▸ Source text:
- - - - - - -

Taiwan’s workers are overworked, yet the economy is still in a slump. Workers demanded an increase in the minimum wage, but the government still chose to heed the advice of economic and financial ministries and overturned a decision by the Council of Labor Affairs (CLA) to first increase hourly wages and then gradually increase monthly salaries.
Government officials justified this by saying that now is not the time to raise the minimum wage because the economy is so sluggish. However, will the economy really bounce back as a result of lowering workers’ pay and making them work overtime?
Assigning overtime and overworking employees actually do nothing to help boost productivity and they are also very unlikely to help improve the economy.
The way Taiwanese workers are overworked is not only evident from the hours they work, which always top international rankings, but also in the countless tragic stories of people becoming ill or dying because of overwork often reported by the media.
While these problems have caught the attention of the government, it has yet to take any effective action to counteract them.
If one delves further into the reasons why Taiwanese employees work overtime and are becoming overworked, one can see that these problems are mostly related to the structure of national industries, the government, the attitudes of employers and government policy.
In the past, Taiwan relied on labor-intensive industries to achieve growth and many people worked overtime.
The nation’s industrial structure is founded on small to medium-sized enterprises, with the heads of such operations also being workers who did everything they could to make money. When a boss of a company works his or her fingers to the bone for profit, it is only natural that they will expect the same from their employees.
However, Taiwan’s industries have since been transformed and labor-intensive output is no longer the main focus in high-tech industries. There is a pattern of companies either engaging in original-equipment manufacturing or in more ferocious international competition and this has an impact on workers, such as engineers and technicians, who must work even longer hours than other professions.

- - - - - - -

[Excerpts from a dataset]
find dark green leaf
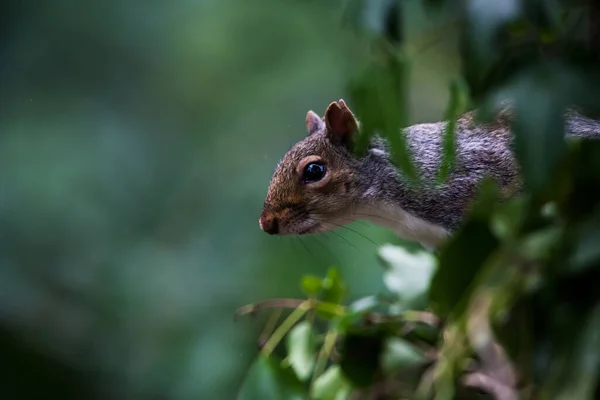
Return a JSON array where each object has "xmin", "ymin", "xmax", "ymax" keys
[
  {"xmin": 512, "ymin": 66, "xmax": 568, "ymax": 192},
  {"xmin": 429, "ymin": 181, "xmax": 499, "ymax": 316},
  {"xmin": 349, "ymin": 44, "xmax": 417, "ymax": 180},
  {"xmin": 333, "ymin": 296, "xmax": 379, "ymax": 333},
  {"xmin": 571, "ymin": 210, "xmax": 600, "ymax": 271},
  {"xmin": 382, "ymin": 337, "xmax": 427, "ymax": 372},
  {"xmin": 438, "ymin": 79, "xmax": 468, "ymax": 182},
  {"xmin": 286, "ymin": 321, "xmax": 317, "ymax": 381},
  {"xmin": 310, "ymin": 365, "xmax": 352, "ymax": 400},
  {"xmin": 339, "ymin": 331, "xmax": 384, "ymax": 387},
  {"xmin": 302, "ymin": 275, "xmax": 323, "ymax": 297},
  {"xmin": 237, "ymin": 355, "xmax": 308, "ymax": 400},
  {"xmin": 553, "ymin": 305, "xmax": 600, "ymax": 400},
  {"xmin": 317, "ymin": 268, "xmax": 346, "ymax": 319}
]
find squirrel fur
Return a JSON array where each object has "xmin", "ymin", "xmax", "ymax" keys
[{"xmin": 259, "ymin": 99, "xmax": 600, "ymax": 248}]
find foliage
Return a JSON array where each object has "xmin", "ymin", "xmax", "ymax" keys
[{"xmin": 240, "ymin": 0, "xmax": 600, "ymax": 400}]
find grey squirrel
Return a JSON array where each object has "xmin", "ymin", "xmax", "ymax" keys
[{"xmin": 259, "ymin": 99, "xmax": 600, "ymax": 248}]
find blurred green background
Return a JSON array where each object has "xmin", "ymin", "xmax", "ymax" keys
[{"xmin": 0, "ymin": 0, "xmax": 457, "ymax": 399}]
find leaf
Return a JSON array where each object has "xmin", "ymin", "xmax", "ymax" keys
[
  {"xmin": 554, "ymin": 305, "xmax": 600, "ymax": 400},
  {"xmin": 237, "ymin": 355, "xmax": 307, "ymax": 400},
  {"xmin": 379, "ymin": 244, "xmax": 436, "ymax": 309},
  {"xmin": 333, "ymin": 296, "xmax": 379, "ymax": 332},
  {"xmin": 429, "ymin": 180, "xmax": 499, "ymax": 316},
  {"xmin": 317, "ymin": 268, "xmax": 347, "ymax": 319},
  {"xmin": 348, "ymin": 44, "xmax": 417, "ymax": 181},
  {"xmin": 339, "ymin": 330, "xmax": 384, "ymax": 387},
  {"xmin": 286, "ymin": 321, "xmax": 317, "ymax": 381},
  {"xmin": 465, "ymin": 0, "xmax": 521, "ymax": 66},
  {"xmin": 437, "ymin": 79, "xmax": 468, "ymax": 183},
  {"xmin": 508, "ymin": 64, "xmax": 575, "ymax": 192},
  {"xmin": 381, "ymin": 337, "xmax": 427, "ymax": 372},
  {"xmin": 301, "ymin": 275, "xmax": 323, "ymax": 297},
  {"xmin": 310, "ymin": 365, "xmax": 352, "ymax": 400},
  {"xmin": 570, "ymin": 209, "xmax": 600, "ymax": 271}
]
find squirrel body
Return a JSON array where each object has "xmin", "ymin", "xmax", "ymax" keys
[{"xmin": 259, "ymin": 99, "xmax": 600, "ymax": 248}]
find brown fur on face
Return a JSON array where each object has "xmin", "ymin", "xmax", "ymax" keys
[{"xmin": 259, "ymin": 100, "xmax": 358, "ymax": 235}]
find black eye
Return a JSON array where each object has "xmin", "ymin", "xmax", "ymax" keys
[{"xmin": 302, "ymin": 163, "xmax": 325, "ymax": 183}]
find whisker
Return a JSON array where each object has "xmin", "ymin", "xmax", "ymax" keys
[
  {"xmin": 296, "ymin": 235, "xmax": 319, "ymax": 263},
  {"xmin": 313, "ymin": 218, "xmax": 381, "ymax": 247},
  {"xmin": 312, "ymin": 236, "xmax": 341, "ymax": 265},
  {"xmin": 352, "ymin": 213, "xmax": 403, "ymax": 224},
  {"xmin": 329, "ymin": 231, "xmax": 358, "ymax": 250}
]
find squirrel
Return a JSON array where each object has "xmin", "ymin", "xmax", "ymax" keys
[{"xmin": 259, "ymin": 99, "xmax": 600, "ymax": 249}]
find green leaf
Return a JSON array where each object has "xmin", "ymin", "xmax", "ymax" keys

- - - - - - -

▸ Task instructions: Duplicate the passage of the overwork text between "If one delves" and "people worked overtime.", inclusive. The data plays no part in what comes next.

▸ Reply to the task:
If one delves further into the reasons why Taiwanese employees work overtime and are becoming overworked, one can see that these problems are mostly related to the structure of national industries, the government, the attitudes of employers and government policy.
In the past, Taiwan relied on labor-intensive industries to achieve growth and many people worked overtime.